Jackson, Mississippi

Medgar Evers Home

MEDGAR EVERS HOUSE MUSEUM

2332 Margaret W Alexander Dr, Jackson, MS 39213

It was in Jackson that a civil rights activist named Medgar Evers was living.  In 1955, the same year that Emmitt Till was killed just hours away, Medgar Evers had applied for admittance to the University of Mississippi’s law school, he was denied due to his race.  After receiving the rejection letter from the University of Mississippi Medgar Evers reached out to the NAACP (National Association for the Advancement of Colored People) and as result he was invited to be one of the first field agents in Mississippi.  Soon thereafter he was assigned the case of investigating the assignation of Emmitt Till.  Medgar Ever’s was a Black activist whose job it was to investigate crimes again Black bodies.   Medgar also won the battle to integrating University of Mississippi (“Ole Miss”, as it’s called as a term of endearment -however, this is also what enslaved Africans were told to call the master’s wife “Ole Miss”) when he accompanied James Meredith (another young Black man) to register for classes a riot incited which led to President JFK sending in 30,000 National Guard.  Thanks to the strength and leadership of Medgar Evers, James Meredith did successfully desegregate U of M in 1962.

In 1964, just hours after President John F. Kennedy had given a speech to the nation recognizing that the civil rights movement was a moral, and not purely legal, issue.  The country was preparing to pass the Civil Rights Act of 1964.  Medgar’s family watched the speech on TV while he was planning a protest and upon his return home he was shot in the back and killed.  When he arrived, still alive, at the hospital that his neighbor had driven him to he was initially denied care because of his race.  However, a nurse and a doctor who happened to be working that night at the hospital recognized Medgar and he received care after all, but it was no use.

» Task directions: Proceed with the passage on the Medgar Evers House Museum, writing onward from its final sentence.

Stored data entries:

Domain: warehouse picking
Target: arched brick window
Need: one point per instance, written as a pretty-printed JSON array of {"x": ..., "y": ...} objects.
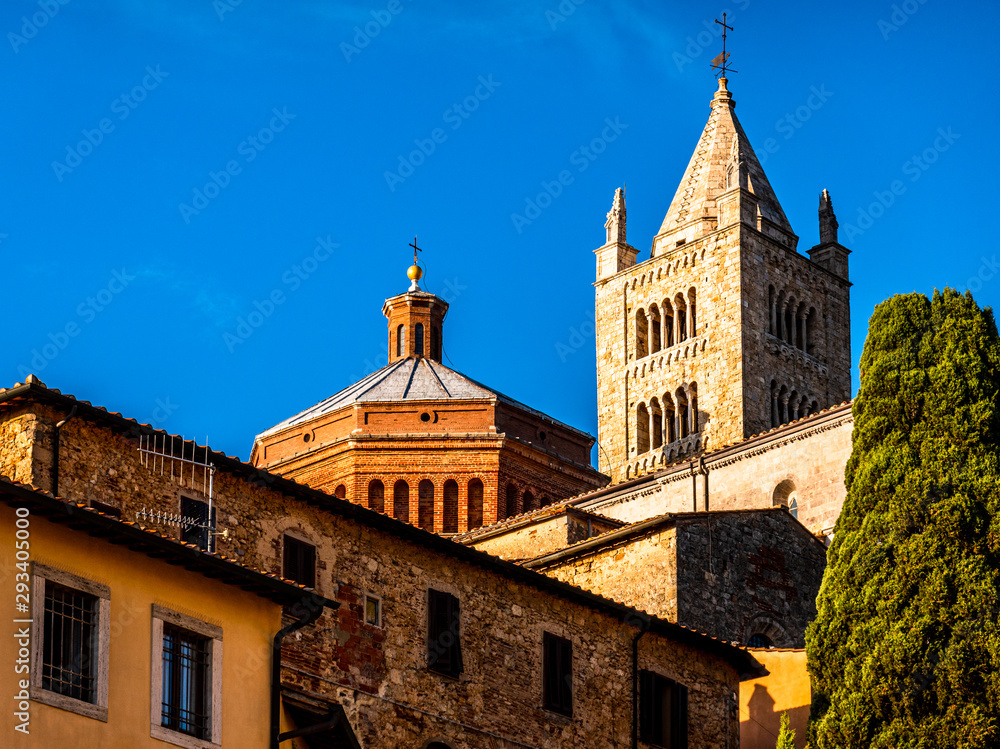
[
  {"x": 692, "y": 320},
  {"x": 641, "y": 334},
  {"x": 656, "y": 418},
  {"x": 642, "y": 429},
  {"x": 693, "y": 390},
  {"x": 770, "y": 309},
  {"x": 450, "y": 515},
  {"x": 401, "y": 501},
  {"x": 654, "y": 329},
  {"x": 376, "y": 496},
  {"x": 669, "y": 419},
  {"x": 475, "y": 503},
  {"x": 418, "y": 339},
  {"x": 425, "y": 505},
  {"x": 668, "y": 324},
  {"x": 510, "y": 507},
  {"x": 683, "y": 416},
  {"x": 680, "y": 313}
]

» Output of the exercise:
That night was not the first that his home had been bombed or shot up, in fact Medgar was so aware of the threat to him and his family that he had the windows raised and the bed frames removed. The family all slept on mattresses on the floor,  so that no one could see his them moving around their home.  He had the house built so that the front door was on the side of house, under the carport, so that his children could go straight from the car to inside the house for safety from shooters.    After his death his wife and children moved away from Mississippi to California.  After two hearings that both resulted in hung juries, with all white jurors, killer, Byron De La Beckwith was set free.  More than 30 years later, after much persuasion from leaders and the Evers family, Beckwith was tried again for the murder in 1994 and at the age of 73 he was sentenced to life in prison, where he died in 2001. 

Today, Medgar Evers house is a historical site.  You might notice that often profoundly significant Black historical sites are not maintained financially.  In this case we could peek in the windows and see what the house might have looked like.  I understand from research that the house was restored to its 1960’s appearance by a Hollywood Film agency for the filming of the movie, Ghost of Mississippi.   Without this kind of funding the house would have remained another ruin of Black history.

Standing in the same driveway that Medgar Evers was fatally shot was a profound experience.   Much like the experience of walking through the Lorraine Motel where Dr. MLK spent his last night or where Malcolm X said his last words.  As I reflect on standing where these heroes stood it feels like I have stood on holy lands, there is deep reverence and spiritual connection.